+++ Извлечённый текст

Тот в изумлении, на радости согласился. Распили бутылку шипучего, а вечером услыхали совершенно противоположные вести…»
Это был едва ли не последний год уходящей, счастливой во многом молодости Н. В. Гоголя. По тайному стремлению души своей он приблизился к строгому исключительному миру, насельников которого издревле почитали за высокую нравственность и силу духовного зрения. «Многое свершилось во мне в немногое время», — напишет он М. П. Погодину. А в одном из писем прозвучит признание: «Я же теперь больше гожусь для монастыря, чем для жизни светской». В начале 1842 года Н. В. Гоголь напишет: «Я не рожден для треволнений и чувствую с каждым днем и часом, что нет выше удела на свете, как звание монаха».
Как тут не вспомнить, что несколько поколений рода Гоголя верою и правдою служили церкви…
Вряд ли мог слышать Н. В. Гоголь (да при нем и не сказали бы), как едкие на язык художники, рассуждая между собой о своих делах, подтрунивали исподтишка над Ивановым:
— Совсем завяз в Понтийских болотах, и все-таки не нашел такого живописного сухого пня с открытыми корнями, который ему нужен для третьего плана своей картины.
И в какой-то степени были правы.
Иванова, действительно, задержали Понтийские болота, в которых он написал множество этюдов и где ночью однажды, в ожидании рассвета и утреннего тумана, нечаянно заснул, к счастью, не подхватив холеры.
Хорошо после долгого отсутствия оказаться в собственной мастерской. По всему соскучишься, на все свежим глазом смотришь. В оставленной работе удачи и промахи подмечаешь. И невольно тянется рука за красками и кистями — поправить ошибку.
…Вьется змейкой череда людей, пришедших на Иордан к Иоанну Крестителю. И среди них, на возвышенном отдалении (в правой части картины) стоят фарисеи, — настороженные, с тяжелым взглядом.
Фарисеев в народе называли законниками. Ревнители своей идеологии, Закона, они строго соблюдали субботы, омовения, жертвоприношения, как и вообще все признаки внешнего благочестия. Сепаратисты по духу они старались отделить себя от всех, кого считали недостаточно праведными. Но, соблюдая букву Закона, в большинстве своем эти руководители и учителя народа давно не замечали смысла его. Они забыли заповедь о любви к Богу и ближнему. Их не интересовали заботы и трудности окружающих иудеев.
Уменье притворяться и лгать, скрывать пустоту души под наружным видом благочестия, составляло отличительную черту этих лицемеров.
И не потребность в покаянии влекла фарисеев на берега Иордана. Не с доброй целью шли они к Иоанну Крестителю. Страх потерять влияние на народ и скрытое намерение избавиться от нежданного обличителя гнало их.
Не они ли, фарисеи, слыша слова Предтечи «…аз видех и свидетельствовах, яко Сей есть Сын Божий»[57], едва ли не вслух произносили: «…закон имамы, и по закону нашему должен есть умрети, яко Себе Сына Божия Сотвори»[58].

++++++
+++ Извлечённые данные

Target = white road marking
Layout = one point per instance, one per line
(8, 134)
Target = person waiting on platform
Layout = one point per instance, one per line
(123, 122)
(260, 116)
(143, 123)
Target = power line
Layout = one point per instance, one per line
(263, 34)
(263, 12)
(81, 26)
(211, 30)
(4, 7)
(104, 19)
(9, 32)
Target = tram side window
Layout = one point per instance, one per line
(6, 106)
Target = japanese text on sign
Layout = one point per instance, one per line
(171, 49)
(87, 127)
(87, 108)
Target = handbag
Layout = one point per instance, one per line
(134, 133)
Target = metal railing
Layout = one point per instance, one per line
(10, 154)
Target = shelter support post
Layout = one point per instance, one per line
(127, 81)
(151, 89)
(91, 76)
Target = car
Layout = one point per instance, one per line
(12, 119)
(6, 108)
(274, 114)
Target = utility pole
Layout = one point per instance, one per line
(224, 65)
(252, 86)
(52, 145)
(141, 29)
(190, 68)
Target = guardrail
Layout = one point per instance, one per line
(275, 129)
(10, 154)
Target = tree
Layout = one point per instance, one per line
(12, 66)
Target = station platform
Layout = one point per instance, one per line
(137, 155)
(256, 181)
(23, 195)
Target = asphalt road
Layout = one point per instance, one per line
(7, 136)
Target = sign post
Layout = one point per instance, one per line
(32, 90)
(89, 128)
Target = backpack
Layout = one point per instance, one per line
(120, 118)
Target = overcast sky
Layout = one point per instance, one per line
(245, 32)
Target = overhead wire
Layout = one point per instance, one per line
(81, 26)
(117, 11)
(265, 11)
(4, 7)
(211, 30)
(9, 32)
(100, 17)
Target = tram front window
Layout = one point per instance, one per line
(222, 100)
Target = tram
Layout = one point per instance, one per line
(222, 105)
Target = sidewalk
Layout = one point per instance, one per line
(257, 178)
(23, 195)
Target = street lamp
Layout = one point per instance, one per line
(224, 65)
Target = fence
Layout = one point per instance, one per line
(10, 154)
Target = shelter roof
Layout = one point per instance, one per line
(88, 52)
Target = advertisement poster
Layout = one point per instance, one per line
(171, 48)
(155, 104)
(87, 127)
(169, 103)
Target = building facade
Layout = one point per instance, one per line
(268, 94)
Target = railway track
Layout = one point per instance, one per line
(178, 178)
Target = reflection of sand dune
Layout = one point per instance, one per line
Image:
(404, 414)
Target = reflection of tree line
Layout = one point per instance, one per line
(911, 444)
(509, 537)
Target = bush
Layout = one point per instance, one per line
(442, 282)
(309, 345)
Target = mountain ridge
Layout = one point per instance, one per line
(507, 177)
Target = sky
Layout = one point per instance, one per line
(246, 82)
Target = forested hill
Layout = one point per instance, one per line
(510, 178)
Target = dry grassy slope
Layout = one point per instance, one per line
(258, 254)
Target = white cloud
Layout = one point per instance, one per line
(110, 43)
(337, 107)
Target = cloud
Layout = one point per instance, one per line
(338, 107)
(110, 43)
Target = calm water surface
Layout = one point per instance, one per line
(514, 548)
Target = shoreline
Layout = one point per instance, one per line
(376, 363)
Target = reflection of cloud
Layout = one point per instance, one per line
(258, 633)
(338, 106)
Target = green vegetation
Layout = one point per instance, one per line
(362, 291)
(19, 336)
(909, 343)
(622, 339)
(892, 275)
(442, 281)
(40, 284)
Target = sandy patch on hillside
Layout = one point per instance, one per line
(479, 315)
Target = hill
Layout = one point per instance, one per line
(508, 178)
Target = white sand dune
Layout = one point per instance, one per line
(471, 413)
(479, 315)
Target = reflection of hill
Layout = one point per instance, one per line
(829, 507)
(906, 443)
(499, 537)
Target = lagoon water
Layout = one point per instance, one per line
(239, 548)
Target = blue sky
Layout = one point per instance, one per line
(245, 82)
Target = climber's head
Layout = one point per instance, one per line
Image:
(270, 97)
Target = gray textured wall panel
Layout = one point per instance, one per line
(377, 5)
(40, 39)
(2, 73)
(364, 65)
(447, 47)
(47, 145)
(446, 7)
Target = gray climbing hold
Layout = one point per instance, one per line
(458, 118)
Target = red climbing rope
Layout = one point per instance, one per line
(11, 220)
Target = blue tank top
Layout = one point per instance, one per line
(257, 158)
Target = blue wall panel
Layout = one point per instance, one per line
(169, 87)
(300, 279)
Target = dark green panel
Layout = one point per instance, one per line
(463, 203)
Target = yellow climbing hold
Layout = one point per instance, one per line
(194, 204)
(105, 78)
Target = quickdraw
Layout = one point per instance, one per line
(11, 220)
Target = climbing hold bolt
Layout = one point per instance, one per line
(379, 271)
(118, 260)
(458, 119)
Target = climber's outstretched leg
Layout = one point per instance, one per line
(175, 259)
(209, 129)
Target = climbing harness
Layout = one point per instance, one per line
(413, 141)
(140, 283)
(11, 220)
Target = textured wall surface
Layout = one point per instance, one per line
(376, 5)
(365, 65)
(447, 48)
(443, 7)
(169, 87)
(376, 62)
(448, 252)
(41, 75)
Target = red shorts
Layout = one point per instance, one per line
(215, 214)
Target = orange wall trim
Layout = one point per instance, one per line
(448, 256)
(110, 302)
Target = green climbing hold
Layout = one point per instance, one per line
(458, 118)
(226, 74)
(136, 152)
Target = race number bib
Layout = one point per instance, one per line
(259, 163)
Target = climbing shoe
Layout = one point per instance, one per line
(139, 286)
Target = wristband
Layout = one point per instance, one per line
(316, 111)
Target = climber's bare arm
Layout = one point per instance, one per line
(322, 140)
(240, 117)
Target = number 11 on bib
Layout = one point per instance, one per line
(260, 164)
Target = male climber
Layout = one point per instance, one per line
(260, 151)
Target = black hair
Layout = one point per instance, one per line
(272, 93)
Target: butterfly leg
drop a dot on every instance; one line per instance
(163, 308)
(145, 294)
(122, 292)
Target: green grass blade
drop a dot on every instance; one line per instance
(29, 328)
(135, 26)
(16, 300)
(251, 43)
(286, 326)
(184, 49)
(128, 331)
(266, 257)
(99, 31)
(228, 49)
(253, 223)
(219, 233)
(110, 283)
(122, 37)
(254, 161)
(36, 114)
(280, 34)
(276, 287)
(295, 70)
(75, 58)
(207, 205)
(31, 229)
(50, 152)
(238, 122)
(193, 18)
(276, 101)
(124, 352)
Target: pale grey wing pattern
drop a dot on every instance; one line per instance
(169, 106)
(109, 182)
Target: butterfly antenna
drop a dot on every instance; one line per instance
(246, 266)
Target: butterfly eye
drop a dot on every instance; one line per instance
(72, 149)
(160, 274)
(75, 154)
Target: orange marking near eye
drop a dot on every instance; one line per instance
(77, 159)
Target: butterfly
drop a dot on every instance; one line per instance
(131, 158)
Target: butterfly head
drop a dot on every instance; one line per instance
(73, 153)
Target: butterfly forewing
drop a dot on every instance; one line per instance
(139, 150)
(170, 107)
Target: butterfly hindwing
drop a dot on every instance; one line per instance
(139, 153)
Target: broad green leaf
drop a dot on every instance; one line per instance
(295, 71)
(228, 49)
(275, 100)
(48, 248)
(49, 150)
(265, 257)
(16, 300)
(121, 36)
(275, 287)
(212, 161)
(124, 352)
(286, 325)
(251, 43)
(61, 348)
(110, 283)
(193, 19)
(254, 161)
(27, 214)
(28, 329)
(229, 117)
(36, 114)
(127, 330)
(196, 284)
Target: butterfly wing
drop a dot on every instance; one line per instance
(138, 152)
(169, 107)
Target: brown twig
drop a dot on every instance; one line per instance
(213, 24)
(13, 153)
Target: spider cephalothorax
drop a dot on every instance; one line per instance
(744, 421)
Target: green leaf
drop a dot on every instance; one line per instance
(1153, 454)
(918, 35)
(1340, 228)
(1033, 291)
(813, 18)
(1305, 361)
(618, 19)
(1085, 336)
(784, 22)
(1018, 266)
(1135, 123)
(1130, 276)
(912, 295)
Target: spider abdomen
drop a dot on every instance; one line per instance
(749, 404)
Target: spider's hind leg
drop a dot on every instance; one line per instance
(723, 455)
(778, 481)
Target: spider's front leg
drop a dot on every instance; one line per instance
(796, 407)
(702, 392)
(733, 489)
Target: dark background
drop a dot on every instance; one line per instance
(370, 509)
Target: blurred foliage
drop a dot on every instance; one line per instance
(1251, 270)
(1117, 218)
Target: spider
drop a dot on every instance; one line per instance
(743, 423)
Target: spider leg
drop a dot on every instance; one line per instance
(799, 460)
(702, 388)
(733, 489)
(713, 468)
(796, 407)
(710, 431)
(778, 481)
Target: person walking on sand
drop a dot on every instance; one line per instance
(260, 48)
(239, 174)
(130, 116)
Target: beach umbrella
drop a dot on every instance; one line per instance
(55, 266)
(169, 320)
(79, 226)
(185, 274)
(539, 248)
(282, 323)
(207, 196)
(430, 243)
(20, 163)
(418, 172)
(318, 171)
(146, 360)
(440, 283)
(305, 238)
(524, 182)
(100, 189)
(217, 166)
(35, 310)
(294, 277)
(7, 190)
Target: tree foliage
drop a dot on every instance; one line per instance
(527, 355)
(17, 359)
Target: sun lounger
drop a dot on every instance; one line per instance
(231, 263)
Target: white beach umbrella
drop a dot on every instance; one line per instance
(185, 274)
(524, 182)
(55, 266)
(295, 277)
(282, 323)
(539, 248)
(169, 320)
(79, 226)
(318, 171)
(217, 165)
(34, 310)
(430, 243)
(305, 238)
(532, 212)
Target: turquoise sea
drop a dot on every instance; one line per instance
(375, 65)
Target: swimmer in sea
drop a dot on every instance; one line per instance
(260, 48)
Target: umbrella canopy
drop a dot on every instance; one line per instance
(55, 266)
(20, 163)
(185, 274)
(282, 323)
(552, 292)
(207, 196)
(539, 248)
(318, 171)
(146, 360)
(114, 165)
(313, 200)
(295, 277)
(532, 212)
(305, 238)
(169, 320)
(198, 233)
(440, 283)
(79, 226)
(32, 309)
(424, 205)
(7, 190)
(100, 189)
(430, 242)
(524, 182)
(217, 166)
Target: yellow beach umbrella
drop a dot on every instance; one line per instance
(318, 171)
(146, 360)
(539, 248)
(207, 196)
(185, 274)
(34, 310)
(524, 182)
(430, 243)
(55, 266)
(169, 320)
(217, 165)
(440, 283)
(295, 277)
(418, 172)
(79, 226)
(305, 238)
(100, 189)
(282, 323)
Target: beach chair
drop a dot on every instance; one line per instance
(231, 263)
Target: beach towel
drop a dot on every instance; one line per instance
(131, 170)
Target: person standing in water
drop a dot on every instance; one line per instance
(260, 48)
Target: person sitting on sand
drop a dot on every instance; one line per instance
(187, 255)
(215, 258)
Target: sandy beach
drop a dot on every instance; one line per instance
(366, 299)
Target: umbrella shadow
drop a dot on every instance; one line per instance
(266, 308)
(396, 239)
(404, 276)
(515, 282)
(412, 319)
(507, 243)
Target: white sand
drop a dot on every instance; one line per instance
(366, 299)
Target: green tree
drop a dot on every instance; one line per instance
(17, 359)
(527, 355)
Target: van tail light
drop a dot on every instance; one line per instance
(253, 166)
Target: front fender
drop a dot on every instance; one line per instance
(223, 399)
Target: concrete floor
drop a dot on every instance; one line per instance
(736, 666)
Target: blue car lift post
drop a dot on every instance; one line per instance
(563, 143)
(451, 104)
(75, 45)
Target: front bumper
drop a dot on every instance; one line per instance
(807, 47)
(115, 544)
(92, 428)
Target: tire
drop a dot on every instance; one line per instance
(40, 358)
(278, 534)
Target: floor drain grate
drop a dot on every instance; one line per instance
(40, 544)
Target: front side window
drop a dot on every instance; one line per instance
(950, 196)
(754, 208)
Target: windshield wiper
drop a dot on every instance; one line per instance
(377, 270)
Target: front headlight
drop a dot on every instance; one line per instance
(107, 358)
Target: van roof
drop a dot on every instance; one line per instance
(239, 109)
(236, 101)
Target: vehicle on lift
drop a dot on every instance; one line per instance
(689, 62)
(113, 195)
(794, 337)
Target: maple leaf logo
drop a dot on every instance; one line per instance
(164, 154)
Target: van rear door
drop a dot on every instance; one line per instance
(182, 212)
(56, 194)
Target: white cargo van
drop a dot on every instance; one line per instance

++++++

Продолжите текст о Гоголе и картине Иванова, начав сразу после его последнего предложения. Записи взяты из другого источника.

Именно к фарисеям, по воле А. Иванова, обратил свой взор на картине Иоанн Креститель; к ним, в их сторону, направил стопы свои Спаситель.
Черствость сердец фарисеев очевидна. Надменность и отсутствие раскаяния прочитываются в их взорах.
Их неприятие Мессии далеко от того сомнения, какое испытывал к Мессии стоящий в ряду будущих апостолов Нафанаил с двоедушным лицом и опущенными глазами, как бы повторяющий про себя слова, записанные позже евангелистом: «Из Назарета может ли быть что доброе?»[59]
Недаром Нафанаила, который прежде стоял рядом с двумя вопрошающими его фарисеями, Иванов переместил в группу будущих апостолов.
Чтобы смягчить ощущение от среды фарисеев, Иванов в правой части картины, в противовес жестокосердным законникам, задумывает фигуру раскаявшегося. На одном из эскизов появляется согбенный, с низко опущенной головой, иудей, у которого и глаз не видно, единственный из толпы испытывающий острейший страх и мучительное переживание своей греховности при известии о появлении Мессии. Его с растрепанными волосами, в хламиде бруснично-кирпичного цвета, с худым лицом, обращенным в профиль, Иванов писал с Гоголя. Цвет одежды раскаявшегося тот же самый, что и цвет гоголевского халата на портретах Иванова[60].
Портреты явились не случайно. Иванов, верный себе, изучал черты лица предполагаемого прототипа образа кающегося.
Два портрета Н. В. Гоголя, написанные у него на квартире в 1841 году, стали, по свидетельству современников, лучшими изображениями писателя.
Есть у св. Иоанна Златоуста слова, изъясняющие смысл Крещения Спасителя.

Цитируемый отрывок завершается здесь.